**DIRECTION**
How many lines in the listing below contain the word "dark", with case counting? Reply with the number alone.

Extracted listing

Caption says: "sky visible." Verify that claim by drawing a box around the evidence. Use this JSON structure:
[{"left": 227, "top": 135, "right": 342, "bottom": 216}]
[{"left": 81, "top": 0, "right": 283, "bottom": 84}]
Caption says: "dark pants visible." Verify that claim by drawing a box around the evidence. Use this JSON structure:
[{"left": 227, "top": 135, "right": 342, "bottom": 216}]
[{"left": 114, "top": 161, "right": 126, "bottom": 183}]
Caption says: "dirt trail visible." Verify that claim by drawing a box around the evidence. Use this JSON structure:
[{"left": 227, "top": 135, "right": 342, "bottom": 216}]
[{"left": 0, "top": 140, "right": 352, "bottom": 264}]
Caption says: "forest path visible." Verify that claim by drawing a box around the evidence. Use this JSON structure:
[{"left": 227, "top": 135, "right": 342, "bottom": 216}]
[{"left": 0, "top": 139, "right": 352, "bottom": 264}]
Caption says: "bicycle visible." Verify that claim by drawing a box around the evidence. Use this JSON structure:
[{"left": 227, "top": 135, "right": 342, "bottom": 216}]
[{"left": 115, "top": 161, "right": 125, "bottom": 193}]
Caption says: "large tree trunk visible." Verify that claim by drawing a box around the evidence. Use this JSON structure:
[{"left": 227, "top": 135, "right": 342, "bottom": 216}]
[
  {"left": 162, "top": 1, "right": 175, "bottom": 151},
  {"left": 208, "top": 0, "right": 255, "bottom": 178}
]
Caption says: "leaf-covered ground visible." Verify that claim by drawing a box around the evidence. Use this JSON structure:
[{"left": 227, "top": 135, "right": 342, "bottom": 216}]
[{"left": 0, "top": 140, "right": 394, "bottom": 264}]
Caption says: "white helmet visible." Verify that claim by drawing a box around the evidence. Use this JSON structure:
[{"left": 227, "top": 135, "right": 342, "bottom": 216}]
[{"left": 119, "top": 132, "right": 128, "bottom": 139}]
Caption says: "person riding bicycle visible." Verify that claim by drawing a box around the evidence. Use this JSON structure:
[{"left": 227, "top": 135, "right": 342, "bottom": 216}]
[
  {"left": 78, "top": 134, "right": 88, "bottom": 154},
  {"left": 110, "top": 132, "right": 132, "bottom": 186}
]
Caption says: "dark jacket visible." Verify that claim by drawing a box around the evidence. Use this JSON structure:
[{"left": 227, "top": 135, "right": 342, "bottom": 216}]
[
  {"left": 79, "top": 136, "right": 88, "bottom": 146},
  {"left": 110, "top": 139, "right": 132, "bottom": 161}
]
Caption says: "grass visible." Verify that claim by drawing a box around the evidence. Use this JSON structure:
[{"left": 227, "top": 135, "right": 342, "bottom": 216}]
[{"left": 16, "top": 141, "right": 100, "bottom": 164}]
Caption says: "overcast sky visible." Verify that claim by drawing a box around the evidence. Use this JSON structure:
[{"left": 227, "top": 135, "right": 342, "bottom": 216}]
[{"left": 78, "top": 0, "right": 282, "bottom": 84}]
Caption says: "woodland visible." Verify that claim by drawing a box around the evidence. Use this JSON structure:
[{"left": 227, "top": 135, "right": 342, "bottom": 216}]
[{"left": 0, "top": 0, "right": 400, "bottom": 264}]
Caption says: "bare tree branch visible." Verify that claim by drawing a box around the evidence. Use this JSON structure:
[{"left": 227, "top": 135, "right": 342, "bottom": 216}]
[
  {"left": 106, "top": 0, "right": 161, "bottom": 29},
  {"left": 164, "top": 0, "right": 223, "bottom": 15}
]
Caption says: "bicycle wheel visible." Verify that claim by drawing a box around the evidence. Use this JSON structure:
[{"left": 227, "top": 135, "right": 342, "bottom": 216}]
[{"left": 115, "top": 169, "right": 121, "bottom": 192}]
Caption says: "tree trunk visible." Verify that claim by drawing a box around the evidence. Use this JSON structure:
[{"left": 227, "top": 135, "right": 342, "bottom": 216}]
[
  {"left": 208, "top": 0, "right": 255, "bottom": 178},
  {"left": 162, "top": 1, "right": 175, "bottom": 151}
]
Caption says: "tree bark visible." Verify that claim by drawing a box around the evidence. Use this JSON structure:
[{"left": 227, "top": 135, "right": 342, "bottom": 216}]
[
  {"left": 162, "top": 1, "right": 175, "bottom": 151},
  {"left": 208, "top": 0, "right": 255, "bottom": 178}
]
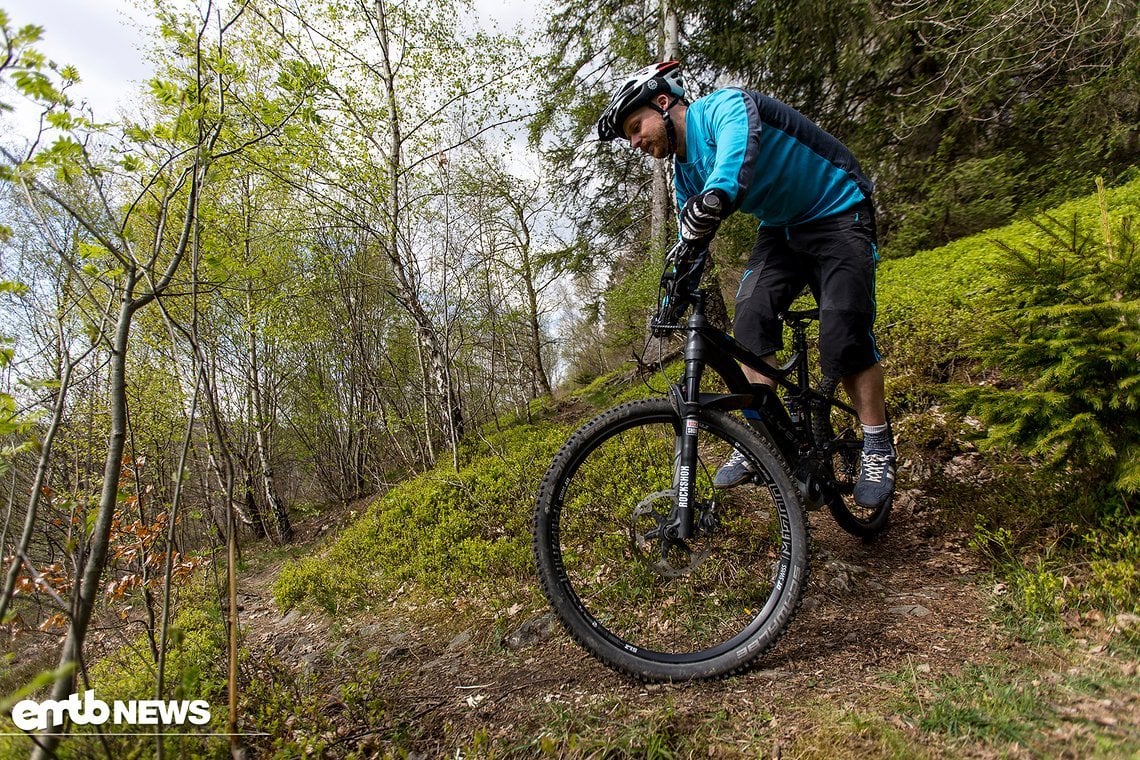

**RESULT OF THE TASK**
2